* What is being asked *
Continue the article about the Chinook salmon study from the point where it stops.

* Document segment *
= = = =

In about 10 minutes the vessel was teeming with fish, their speckled backs presenting various shades of greens, browns and yellows. Soon after, McHenry would steer his boat 109 miles to Fort Baker, just east of the Golden Gate Bridge, completing the latest phase of a groundbreaking experiment involving one of California's most vital and popular fish, the Chinook salmon.
"Can you imagine what a trip that is?" said McHenry, peering down at the skittering smolts, which would be shot into the bay 24 hours later. "And they're just beginning their journey."
What happens to these fish once they reach adulthood and make their fall spawning run is the subject of an unusual collaborative study, proposed by commercial fishermen and aided by the state Department of Fish and Wildlife.

= = = =

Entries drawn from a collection

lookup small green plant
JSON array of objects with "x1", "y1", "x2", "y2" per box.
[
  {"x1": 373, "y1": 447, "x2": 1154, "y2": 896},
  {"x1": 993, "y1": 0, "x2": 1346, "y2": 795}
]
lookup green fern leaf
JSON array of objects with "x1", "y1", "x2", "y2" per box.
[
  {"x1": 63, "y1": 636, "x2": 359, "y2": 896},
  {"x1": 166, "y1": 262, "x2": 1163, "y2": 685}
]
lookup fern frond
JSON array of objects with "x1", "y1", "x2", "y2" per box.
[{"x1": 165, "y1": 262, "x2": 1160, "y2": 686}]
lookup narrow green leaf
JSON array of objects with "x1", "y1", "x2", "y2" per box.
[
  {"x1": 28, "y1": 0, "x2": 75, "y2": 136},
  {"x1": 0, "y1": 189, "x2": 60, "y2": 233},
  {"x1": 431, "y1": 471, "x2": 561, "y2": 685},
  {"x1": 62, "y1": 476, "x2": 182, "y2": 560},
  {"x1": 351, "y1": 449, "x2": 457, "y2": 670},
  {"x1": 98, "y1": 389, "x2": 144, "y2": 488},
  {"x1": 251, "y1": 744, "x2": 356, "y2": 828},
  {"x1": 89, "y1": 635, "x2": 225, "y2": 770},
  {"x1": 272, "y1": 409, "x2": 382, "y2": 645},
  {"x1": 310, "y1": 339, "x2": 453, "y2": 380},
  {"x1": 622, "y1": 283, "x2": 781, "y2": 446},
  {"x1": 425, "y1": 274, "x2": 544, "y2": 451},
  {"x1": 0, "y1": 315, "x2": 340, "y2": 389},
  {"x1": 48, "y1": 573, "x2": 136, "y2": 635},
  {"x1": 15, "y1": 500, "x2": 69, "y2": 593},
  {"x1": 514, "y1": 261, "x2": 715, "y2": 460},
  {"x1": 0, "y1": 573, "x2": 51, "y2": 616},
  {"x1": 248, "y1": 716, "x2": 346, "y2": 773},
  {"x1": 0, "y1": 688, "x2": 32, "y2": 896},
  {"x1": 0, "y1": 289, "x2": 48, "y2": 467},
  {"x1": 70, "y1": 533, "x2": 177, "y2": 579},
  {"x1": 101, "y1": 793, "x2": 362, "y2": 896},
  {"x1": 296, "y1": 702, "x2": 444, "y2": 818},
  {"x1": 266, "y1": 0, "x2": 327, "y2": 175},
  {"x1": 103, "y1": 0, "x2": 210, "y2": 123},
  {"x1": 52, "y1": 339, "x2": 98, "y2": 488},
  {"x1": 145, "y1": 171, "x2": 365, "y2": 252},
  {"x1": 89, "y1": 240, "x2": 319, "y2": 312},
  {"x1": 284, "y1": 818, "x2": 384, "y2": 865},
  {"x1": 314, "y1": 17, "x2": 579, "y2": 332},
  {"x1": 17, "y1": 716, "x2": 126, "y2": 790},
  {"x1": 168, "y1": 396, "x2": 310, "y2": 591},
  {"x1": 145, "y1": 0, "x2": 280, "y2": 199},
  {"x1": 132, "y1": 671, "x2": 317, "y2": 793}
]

= = = =

* Response below *
The state keeps the Central Valley salmon population alive by hatching millions of fish in captivity, then releasing them into nearby rivers or trucking them to San Pablo Bay. But each of these methods has a drawback. Most juvenile salmon that are released into the river don't make it to the ocean, thanks to natural predation and man-made obstacles, while those dumped right into the bay miss out on a key developmental milestone.
This study analyzes whether shipping them to the bay in tanks circulating with river water is a more effective method of releasing them. The theory is that exposing them to the Sacramento River, allowing them to "smell" it, will optimize their remarkable homing instinct.
The experiment could have a major impact on how hatcheries release salmon in the Sacramento River system, one of two prime breeding grounds in the state. It could also boost the fortunes of the hard-luck salmon themselves.
"We're hoping that this is the way of the future," said Andrew Hughan, a Fish and Wildlife spokesman.
The Feather River Fish Hatchery, 70 miles north of Sacramento, is the busiest state-operated hatchery in California. Last year it produced 12.2 million baby salmon.
Most are transported to the Carquinez Strait in tanker trucks, then spend time in floating pens, acclimating to the temperature and salinity of the water.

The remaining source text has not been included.